Please carry the property newsletter text further, picking up after its last sentence.

**Given text**
▽

CVS Solicitors LLP, formerly known as Courtenay van der Borgh Shah
 

Property UPDATE

Issue No.1 October 2004

Welcome to the first CVS Property Department newsletter!

Our aim is to inform you of developments and matters which affect the property world and which we feel may be of interest to you and your business. Please let us have your comments – suggestions for future topics are especially welcome!

The Countryside and Rights of Way Act – might you feel the ‘Madonna’ effect?

This Act has received a great deal of publicity over the past few weeks as the first open access areas came into operation on Sunday 19th September in parts of the South East and North West of England.

However, it is not a general ‘right to roam’ wherever one pleases and the new rights will only become effective in specific areas as the definitive plans are issued and statutory instruments bring them into effect. The Act also defines specific types of land to which it will apply although it is possible for a landowner to voluntarily dedicate land for permanent public access.

The Act does not give new rights to carry out various activities, for example cycle, ride horses or use vehicles, where these did not previously exist and it is still possible for a landowner to take steps to remove those acting in breach of rules governing access and to treat such transgressors as trespassers.

△

Polygon annotations for photos
▽

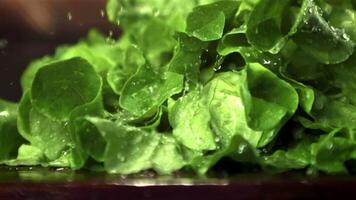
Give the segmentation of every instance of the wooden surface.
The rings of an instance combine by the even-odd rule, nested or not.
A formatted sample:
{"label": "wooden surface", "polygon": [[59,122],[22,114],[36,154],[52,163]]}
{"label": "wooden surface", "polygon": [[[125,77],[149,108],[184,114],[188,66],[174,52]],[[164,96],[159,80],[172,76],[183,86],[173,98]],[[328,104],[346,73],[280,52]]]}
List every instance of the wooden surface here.
{"label": "wooden surface", "polygon": [[20,99],[19,78],[33,59],[52,54],[60,44],[75,43],[91,28],[117,31],[103,15],[105,2],[0,0],[0,98]]}
{"label": "wooden surface", "polygon": [[356,177],[240,174],[123,177],[86,171],[0,170],[0,199],[354,199]]}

△

**Response to this exercise**
Landowners may also exclude or restrict access for any reason for up to 28 days a year without seeking permission for, for example, land management purposes, although the ability to restrict access at weekends is limited.

It will also be possible for a landowner to apply for an order to divert or stop up a path crossing his land if a valid reason can be shown whereas previously it was only possible to make an informal request to the local authority for such an order.

A new country code is to be issued which will inform landowners of their responsibilities and gives the public guidance as to the correct exercise of their rights.

A new offence is also introduced whereby driving any motor vehicles (which includes motor bikes and quad bikes) off road is illegal unless the driver has lawful authority.

Stamp Duty Land Tax – an introduction

No doubt you will be aware that stamp duty on property transactions was abolished in December last year and was replaced by Stamp Duty Land Tax. This is a tax on transactions rather than documents.

Generally the rates of duty have not changed but the scope of the tax is much wider. Some of the many changes include:

  • Completion of the appropriate self-assessment SDLT forms, giving full details of the transaction, becoming the buyer’s personal responsibility and incorrect or fraudulent returns carry criminal penalties.
  • Payment and signed forms must be sent to the Inland Revenue’s dedicated SDLT office within 30 days of the “Effective Date”. If not, penalties and interest will be payable.
  • The “Effective Date” of the transaction may be earlier than the completion date, e.g. on substantial performance of the contract. This will include where a buyer goes into possession of the land, perhaps to carry out works or where the buyer receives rent before the contractual completion date.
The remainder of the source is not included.